++++ Text

[NetBehaviour] Bluejay

Max Herman maxnmherman at hotmail.com
Sat Jul 3 21:18:02 CEST 2021


Hi Alan,

I like your photo and phrasing here!  The line of soil reminded me of the water horizon in the Mona Lisa, which I've been studying as it is a bit unusual.

Not sure if this is part of your poem, but I've been looking at weaving as a motif and theme in Dante and Leonardo (possibly linked) and found the very interesting, to me anyway, etymological factoid that "technology" and "text" both derive from the Proto-Indo-European "teks-" which means "to weave."  Dante references the Fates and spinning often, and situates an allegorical garment associated with Circe in a central dream sequence of the Commedia (Purgatorio 19.1-33).  The dream is a little difficult to parse, with some incongruent elements and very unpleasant undertones of medieval misogyny, and might signify little more than Dante's own ambivalence or contempt toward romantic love.  I believe that Leonardo may have reinterpreted the dream sequence with some interesting and worthwhile revisions.

++++++++
++++ Data listing

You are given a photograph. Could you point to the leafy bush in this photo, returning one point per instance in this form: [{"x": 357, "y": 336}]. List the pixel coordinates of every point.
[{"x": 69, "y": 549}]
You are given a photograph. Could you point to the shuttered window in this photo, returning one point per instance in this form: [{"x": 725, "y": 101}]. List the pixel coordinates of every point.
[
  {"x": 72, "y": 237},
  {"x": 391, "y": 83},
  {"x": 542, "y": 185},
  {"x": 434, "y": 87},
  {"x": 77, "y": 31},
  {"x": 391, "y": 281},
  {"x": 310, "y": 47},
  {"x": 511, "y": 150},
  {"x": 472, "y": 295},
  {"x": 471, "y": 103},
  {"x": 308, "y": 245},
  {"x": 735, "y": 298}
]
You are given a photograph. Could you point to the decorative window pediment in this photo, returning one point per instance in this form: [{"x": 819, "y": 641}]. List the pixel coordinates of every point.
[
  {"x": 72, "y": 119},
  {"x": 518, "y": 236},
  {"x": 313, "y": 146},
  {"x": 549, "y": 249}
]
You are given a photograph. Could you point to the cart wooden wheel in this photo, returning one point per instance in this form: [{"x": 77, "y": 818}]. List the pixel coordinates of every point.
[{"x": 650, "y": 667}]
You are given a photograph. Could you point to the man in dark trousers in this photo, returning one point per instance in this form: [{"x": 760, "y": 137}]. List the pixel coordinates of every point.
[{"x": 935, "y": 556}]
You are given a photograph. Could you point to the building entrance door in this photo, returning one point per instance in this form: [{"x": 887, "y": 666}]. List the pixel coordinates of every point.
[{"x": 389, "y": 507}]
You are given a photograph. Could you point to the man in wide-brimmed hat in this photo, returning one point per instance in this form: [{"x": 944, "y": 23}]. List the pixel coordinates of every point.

++++++++

[Stated exercise] Pick up the mailing-list message about weaving in Dante and Leonardo after its final sentence and continue writing it.

[Task result]
Re birds I was given a copy of Jennifer Ackerman's 2016 book on bird intelligence this summer and have been meaning to read it.  The cover illustration may be a type of jay, not sure, and the first illustration is of a finch or sparrow perhaps drinking from a human-made vessel similar to what motivated me to write a song in 2019.  The book says,

"[T]he avian brain had no cortex like ours, where all the 'smart' stuff happens.  Birds had minimal noggins for good reason, we thought: to allow for airborne ways; to defy gravity; to hover, arabesque, dive, soar for days on end, migrate thousands of miles, and maneuver in tight spaces.  For their mastery of air, it seemed, birds paid a heavy cognitive penalty.
"A closer look has taught us otherwise.  Birds do indeed have brains very different from our own--and no wonder.  Humans and birds have been evolving independently for a long time, since our last common ancestor more than 300 million years ago.  But some birds, in fact, have relatively large brains for their body size, just as we do.  Moreover, when it comes to brainpower, size seems to matter less than the number of neurons, where they're located, and how they're connected.  And some bird brains, it turns out, pack very high numbers of neurons where it counts, with densities akin to those found in primates, and links and connections much like ours.  This may go a long way toward explaining why certain birds have such sophisticated cognitive abilities....
"News has arrived that songbirds learn their songs the way we learn languages and pass these tunes along in rich cultural traditions that began tens of millions of years ago, when our primate ancestors were still scuttling about on all fours."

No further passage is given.